Task goal – Reproduce the entries below character for character.

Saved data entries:
____________________

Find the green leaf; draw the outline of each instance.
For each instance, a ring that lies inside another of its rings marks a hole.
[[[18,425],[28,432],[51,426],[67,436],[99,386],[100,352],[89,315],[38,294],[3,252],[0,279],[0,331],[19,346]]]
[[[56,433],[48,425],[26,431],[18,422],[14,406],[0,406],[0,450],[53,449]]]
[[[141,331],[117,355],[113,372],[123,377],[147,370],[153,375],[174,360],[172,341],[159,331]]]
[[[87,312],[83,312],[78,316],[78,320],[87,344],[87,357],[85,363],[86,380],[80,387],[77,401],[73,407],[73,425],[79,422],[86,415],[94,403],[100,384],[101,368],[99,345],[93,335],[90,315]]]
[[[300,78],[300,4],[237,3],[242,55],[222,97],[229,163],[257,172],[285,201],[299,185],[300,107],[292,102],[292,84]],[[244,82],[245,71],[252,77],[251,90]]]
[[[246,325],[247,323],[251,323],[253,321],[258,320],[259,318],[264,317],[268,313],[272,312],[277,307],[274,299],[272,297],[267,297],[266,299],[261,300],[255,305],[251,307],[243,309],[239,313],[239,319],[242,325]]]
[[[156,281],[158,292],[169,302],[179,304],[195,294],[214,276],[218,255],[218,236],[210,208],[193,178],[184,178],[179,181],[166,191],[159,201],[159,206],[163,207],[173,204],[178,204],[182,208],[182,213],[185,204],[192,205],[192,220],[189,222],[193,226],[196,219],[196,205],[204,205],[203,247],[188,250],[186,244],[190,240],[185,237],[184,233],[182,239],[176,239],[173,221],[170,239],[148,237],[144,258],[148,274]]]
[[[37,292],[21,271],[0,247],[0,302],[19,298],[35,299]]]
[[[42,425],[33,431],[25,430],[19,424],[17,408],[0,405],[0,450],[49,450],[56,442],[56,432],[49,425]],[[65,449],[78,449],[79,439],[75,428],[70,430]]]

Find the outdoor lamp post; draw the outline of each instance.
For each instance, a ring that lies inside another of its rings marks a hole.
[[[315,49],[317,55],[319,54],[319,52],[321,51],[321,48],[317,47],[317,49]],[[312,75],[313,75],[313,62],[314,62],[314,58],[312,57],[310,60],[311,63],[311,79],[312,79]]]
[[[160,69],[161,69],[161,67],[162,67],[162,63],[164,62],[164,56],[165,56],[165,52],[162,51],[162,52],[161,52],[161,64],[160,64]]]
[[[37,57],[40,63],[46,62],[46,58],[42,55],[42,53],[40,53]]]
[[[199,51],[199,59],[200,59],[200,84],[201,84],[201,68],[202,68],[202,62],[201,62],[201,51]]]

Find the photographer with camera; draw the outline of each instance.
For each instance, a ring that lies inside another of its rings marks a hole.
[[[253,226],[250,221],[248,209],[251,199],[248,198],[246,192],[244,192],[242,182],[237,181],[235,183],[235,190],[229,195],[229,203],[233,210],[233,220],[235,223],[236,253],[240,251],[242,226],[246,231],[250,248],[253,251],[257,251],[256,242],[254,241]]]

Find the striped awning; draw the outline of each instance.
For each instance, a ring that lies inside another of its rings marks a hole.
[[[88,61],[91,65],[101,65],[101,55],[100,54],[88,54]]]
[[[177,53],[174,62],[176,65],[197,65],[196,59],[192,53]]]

____________________

The answer –
Find the green leaf; draw the outline of each instance.
For each instance, a ring that lies inside another of its rings marks a hole.
[[[18,425],[28,432],[51,426],[67,436],[99,386],[100,352],[89,315],[38,294],[3,252],[0,279],[0,331],[19,346]]]
[[[56,433],[48,425],[26,431],[18,422],[14,406],[0,406],[0,450],[53,449]]]
[[[141,331],[117,355],[113,372],[123,377],[147,370],[153,375],[174,360],[172,341],[159,331]]]
[[[87,312],[83,312],[78,316],[78,320],[87,344],[87,357],[85,363],[86,380],[80,387],[77,401],[73,407],[73,425],[79,422],[86,415],[94,403],[100,384],[101,368],[99,345],[93,335],[90,315]]]
[[[300,78],[300,4],[237,3],[242,55],[222,97],[229,163],[257,172],[285,201],[299,185],[300,107],[292,102],[292,84]],[[244,82],[245,71],[252,77],[251,90]]]
[[[246,325],[247,323],[251,323],[253,321],[258,320],[259,318],[264,317],[268,313],[272,312],[277,307],[274,299],[272,297],[267,297],[266,299],[261,300],[255,305],[251,307],[243,309],[239,313],[239,319],[242,325]]]
[[[156,281],[158,292],[169,302],[179,304],[195,294],[214,276],[218,255],[218,236],[210,208],[193,178],[184,178],[179,181],[166,191],[159,201],[159,206],[163,207],[173,204],[178,204],[182,208],[182,213],[185,204],[192,205],[192,220],[189,222],[193,226],[196,219],[196,205],[204,205],[203,247],[188,250],[186,244],[190,240],[185,237],[184,233],[182,239],[176,239],[173,221],[170,239],[148,237],[144,258],[148,274]]]
[[[37,292],[21,271],[0,247],[0,302],[19,298],[35,299]]]
[[[42,425],[33,431],[25,430],[19,424],[17,408],[0,405],[0,450],[49,450],[56,442],[56,432],[49,425]],[[65,449],[78,449],[79,439],[75,428],[70,430]]]

Find the outdoor lamp post; draw the outline of each instance.
For each instance, a ring that lies inside another of its rings marks a hole.
[[[315,49],[317,55],[319,54],[319,52],[321,51],[321,48],[317,47],[317,49]],[[312,75],[313,75],[313,62],[314,62],[314,58],[312,57],[310,60],[311,63],[311,79],[312,79]]]
[[[160,69],[161,69],[161,67],[162,67],[162,63],[164,62],[164,56],[165,56],[165,52],[162,51],[162,52],[161,52],[161,64],[160,64]]]
[[[37,57],[40,63],[46,62],[46,58],[42,55],[42,53],[40,53]]]
[[[199,51],[199,59],[200,59],[200,84],[201,84],[201,68],[202,68],[202,62],[201,62],[201,51]]]

Find the photographer with camera; draw the outline of each instance.
For each instance, a ring that lies inside another of its rings marks a hole.
[[[253,226],[250,221],[248,209],[251,199],[248,198],[246,192],[244,192],[242,182],[237,181],[235,183],[235,190],[229,195],[229,203],[233,210],[233,220],[235,223],[236,253],[240,251],[242,226],[246,231],[250,248],[253,251],[257,251],[256,242],[254,241]]]

Find the striped awning; draw the outline of each instance.
For each instance, a ring that lies inside another of its rings marks a hole.
[[[88,61],[91,65],[101,65],[101,55],[100,54],[88,54]]]
[[[177,53],[174,62],[176,65],[197,65],[196,59],[192,53]]]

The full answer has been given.